··· 閱讀文本
在工程中，考慮到能夠自動化對數據里所有需要分箱的連續變量進行分箱，所以在工程上需要做些處理，需要寫個自動化分箱腳本：

class Woe_IV:


    def __init__(self,df,colList,target):
        '''
        :param df: 這個是用來分箱的dataframe
        :param colList: 這個分箱的列數據，數據結構是一個字段數組
         例如colList=[
              {
                'col':'openning_room_num_n3'
                'bandCol':'openning_room_num_n3_band',
                'bandNum':6,
                ‘toCsvPath':'/home/liuweitang/yellow_model/data/mk/my.txt'
              },

         ]
         :param target 目標列0-1值，1表示bad，0表示good
        '''
        self.df=df
        self.colList=colList
        self.target=target

    def to_band(self):
        for i in range(len(self.colList)):
            colParam=self.colList[i]
            #計算出箱體分別值，返回的是一個長度為5數組[0,4,13,45,78]或者長度為6的數組[0,2,4,56,67,89]
            cutOffPoints=ChiMerge_MaxInterval_Original(self.df,colParam['col'],self.target,colParam['bandNum'])
            print(cutOffPoints)
            
            indexValue=0
            value_band=[]
            #那么cutOffPoints第一個值就是作為一個獨立的箱
            if len(cutOffPoints) == colParam['bandNum']-1:
                print('len-1 type')
······
··· 資料集
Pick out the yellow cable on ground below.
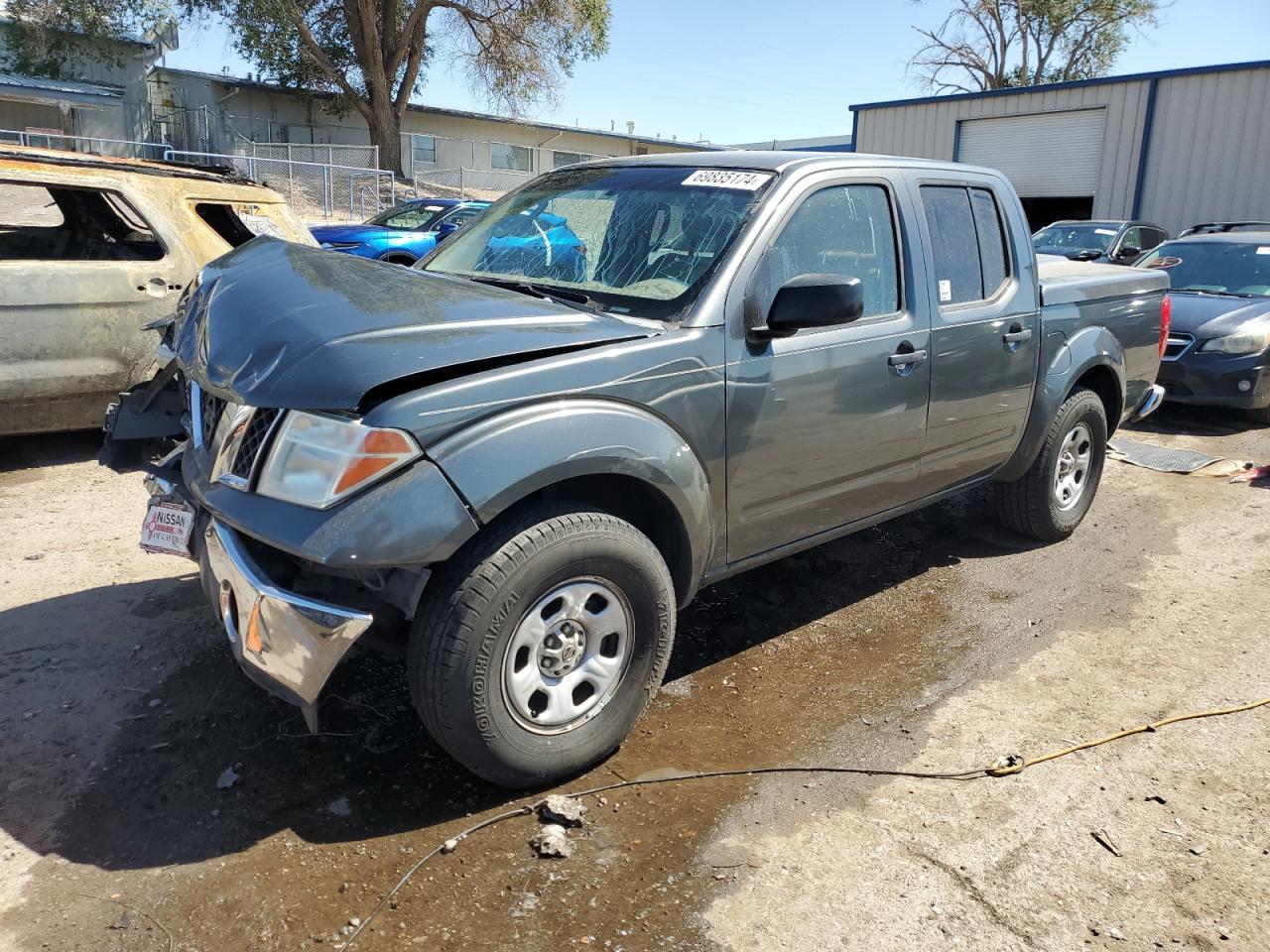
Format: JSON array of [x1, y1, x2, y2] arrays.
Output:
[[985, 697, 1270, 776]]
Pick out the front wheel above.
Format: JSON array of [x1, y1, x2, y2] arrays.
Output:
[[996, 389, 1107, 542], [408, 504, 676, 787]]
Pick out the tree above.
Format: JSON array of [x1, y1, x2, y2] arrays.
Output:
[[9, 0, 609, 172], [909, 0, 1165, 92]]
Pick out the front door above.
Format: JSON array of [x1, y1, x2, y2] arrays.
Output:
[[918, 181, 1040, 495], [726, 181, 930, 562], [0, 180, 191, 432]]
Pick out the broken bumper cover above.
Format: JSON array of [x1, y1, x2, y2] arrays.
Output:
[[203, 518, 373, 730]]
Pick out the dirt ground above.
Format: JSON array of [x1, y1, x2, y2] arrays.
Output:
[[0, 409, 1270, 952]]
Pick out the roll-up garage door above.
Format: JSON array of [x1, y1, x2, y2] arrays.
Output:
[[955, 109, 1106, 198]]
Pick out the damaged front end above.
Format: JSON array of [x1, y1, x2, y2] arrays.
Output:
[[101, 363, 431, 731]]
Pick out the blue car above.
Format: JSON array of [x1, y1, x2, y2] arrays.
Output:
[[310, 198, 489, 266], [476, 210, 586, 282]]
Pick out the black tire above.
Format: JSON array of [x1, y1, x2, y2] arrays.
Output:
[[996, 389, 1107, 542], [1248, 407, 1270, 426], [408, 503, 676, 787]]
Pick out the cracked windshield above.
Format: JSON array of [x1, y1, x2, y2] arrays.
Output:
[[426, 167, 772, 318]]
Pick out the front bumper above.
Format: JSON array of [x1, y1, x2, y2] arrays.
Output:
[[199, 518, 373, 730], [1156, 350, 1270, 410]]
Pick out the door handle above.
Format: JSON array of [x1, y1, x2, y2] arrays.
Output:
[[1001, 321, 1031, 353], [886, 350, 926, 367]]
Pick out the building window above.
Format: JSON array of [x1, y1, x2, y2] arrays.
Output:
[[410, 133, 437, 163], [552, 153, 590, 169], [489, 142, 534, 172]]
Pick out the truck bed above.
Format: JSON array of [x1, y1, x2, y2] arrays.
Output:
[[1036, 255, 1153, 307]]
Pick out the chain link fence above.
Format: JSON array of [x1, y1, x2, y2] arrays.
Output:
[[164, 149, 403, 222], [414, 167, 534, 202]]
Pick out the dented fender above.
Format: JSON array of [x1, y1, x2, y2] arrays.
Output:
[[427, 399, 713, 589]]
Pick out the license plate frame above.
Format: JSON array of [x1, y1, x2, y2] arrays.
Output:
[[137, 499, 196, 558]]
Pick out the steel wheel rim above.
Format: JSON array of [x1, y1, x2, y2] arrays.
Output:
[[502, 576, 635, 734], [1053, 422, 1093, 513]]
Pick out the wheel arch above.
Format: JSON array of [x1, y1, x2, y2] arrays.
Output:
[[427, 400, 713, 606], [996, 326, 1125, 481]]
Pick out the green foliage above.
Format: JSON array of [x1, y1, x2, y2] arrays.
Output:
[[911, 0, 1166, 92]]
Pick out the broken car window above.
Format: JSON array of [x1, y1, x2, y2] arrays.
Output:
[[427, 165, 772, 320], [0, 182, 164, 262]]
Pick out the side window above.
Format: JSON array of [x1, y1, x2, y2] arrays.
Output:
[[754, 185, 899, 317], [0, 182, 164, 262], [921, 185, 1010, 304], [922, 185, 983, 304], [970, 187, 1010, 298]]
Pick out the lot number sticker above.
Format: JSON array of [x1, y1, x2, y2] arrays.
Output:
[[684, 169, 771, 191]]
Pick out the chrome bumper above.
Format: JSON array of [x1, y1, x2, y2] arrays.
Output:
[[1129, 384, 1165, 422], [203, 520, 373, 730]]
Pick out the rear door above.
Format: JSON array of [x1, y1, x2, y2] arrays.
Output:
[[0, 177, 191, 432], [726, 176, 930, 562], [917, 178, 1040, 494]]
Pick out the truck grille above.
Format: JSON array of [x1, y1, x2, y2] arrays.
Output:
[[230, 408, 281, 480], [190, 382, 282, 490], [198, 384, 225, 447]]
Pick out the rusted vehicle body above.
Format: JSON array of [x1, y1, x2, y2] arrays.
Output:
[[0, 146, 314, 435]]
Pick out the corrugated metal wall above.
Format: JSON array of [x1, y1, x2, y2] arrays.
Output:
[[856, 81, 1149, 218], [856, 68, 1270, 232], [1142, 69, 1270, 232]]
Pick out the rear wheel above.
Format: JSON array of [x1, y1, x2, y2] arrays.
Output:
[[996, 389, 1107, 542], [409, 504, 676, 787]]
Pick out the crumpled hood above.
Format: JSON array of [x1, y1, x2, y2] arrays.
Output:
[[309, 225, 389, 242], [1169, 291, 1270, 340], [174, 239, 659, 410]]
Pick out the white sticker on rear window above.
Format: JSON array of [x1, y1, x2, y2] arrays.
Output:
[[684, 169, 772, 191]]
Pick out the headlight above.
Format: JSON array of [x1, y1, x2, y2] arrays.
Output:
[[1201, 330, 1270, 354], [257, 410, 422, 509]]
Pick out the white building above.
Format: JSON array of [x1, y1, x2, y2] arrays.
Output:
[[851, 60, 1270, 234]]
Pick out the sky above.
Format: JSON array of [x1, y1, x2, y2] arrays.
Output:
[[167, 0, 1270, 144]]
······
··· 資料集
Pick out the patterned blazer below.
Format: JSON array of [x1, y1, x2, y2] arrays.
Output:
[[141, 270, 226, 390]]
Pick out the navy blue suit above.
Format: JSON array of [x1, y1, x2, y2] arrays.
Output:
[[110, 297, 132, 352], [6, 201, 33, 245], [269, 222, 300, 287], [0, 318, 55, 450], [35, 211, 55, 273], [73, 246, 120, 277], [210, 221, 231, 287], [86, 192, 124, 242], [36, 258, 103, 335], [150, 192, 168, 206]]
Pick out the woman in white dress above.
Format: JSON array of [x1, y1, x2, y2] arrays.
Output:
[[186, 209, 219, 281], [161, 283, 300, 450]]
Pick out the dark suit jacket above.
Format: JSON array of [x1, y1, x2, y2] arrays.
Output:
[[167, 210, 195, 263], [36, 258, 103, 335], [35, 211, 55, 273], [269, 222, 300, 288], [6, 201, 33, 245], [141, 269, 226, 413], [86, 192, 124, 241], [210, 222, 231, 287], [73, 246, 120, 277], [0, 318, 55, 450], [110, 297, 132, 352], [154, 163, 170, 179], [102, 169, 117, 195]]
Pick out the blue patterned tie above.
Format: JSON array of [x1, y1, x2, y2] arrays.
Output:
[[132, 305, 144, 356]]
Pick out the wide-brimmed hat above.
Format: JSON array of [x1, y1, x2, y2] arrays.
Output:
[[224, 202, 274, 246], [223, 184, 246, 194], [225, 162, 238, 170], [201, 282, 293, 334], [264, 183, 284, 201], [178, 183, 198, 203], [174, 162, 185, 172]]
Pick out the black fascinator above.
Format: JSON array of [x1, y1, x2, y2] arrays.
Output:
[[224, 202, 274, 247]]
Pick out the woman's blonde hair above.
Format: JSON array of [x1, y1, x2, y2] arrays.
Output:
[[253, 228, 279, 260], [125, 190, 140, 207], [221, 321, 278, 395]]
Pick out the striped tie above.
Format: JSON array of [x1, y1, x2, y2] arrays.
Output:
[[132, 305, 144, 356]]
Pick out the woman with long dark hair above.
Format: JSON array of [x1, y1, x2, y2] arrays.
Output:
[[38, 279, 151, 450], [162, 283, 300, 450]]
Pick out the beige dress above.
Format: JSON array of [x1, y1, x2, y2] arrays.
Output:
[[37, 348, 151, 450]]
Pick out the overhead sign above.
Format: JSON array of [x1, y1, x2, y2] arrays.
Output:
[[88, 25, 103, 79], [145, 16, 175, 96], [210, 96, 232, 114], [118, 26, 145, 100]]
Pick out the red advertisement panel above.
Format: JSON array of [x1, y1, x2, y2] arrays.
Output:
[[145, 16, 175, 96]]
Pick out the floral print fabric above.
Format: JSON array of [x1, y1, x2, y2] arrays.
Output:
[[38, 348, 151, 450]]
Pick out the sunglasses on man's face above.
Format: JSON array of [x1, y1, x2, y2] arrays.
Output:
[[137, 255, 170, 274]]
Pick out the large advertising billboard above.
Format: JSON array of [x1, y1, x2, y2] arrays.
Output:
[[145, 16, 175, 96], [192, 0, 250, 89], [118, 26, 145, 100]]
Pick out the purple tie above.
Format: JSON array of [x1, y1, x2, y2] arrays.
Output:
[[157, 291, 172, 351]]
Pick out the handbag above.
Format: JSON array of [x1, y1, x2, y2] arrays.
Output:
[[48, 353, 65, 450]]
······
— 練習任務 —
#1 請更新閱讀文本中從“print(cutOffPoints)”一直到“print('len-1 type')”的全部內容，將其中的“value_band”換成“band_values”後完整寫出。
#2 請從最後一行之後接著寫下去，延續這篇講連續變量自動分箱腳本的閱讀文本。
上面的資料在此不起任何作用。

— 參考答案 —
#1
print(cutOffPoints)
            
            indexValue=0
            band_values=[]
            #那么cutOffPoints第一個值就是作為一個獨立的箱
            if len(cutOffPoints) == colParam['bandNum']-1:
                print('len-1 type')

#2
                for i in range(0,len(cutOffPoints)):
                    if i==0:
                        self.df.loc[self.df[colParam['col']]<=cutOffPoints[i], colParam['bandCol']]=indexValue
                        indexValue+=1
                        value_band.append('0-'+str(cutOffPoints[i]))
                    if 0<i<len(cutOffPoints):
                        self.df.loc[(self.df[colParam['col']] > cutOffPoints[i - 1]) & (self.df[colParam['col']] <= cutOffPoints[i]), colParam['bandCol']] = indexValue
                        indexValue+=1
                        value_band.append(str(cutOffPoints[i - 1]+1)+"-"+str(cutOffPoints[i]))
                    if i==len(cutOffPoints)-1:
                        self.df.loc[self.df[colParam['col']] > cutOffPoints[i], colParam['bandCol']] = indexValue
                        value_band.append(str(cutOffPoints[i]+1)+"-")

            #那么就是直接分割分箱，
            if len(cutOffPoints)==colParam['bandNum']:
                print('len type')
                for i in range(0,len(cutOffPoints)):
                    if 0< i < len(cutOffPoints):
                        self.df.loc[(self.df[colParam['col']] > cutOffPoints[i - 1]) & (self.df[colParam['col']] <= cutOffPoints[i]), colParam['bandCol']] = indexValue
                        value_band.append(str(cutOffPoints[i - 1]+1)+"-"+str(cutOffPoints[i]))
                        indexValue += 1
                    if i == len(cutOffPoints)-1:
                        self.df.loc[self.df[colParam['col']] > cutOffPoints[i], colParam['bandCol']] = indexValue
                        value_band.append(str(cutOffPoints[i]+1)+"-")
                        
            self.df[colParam['bandCol']].astype(int)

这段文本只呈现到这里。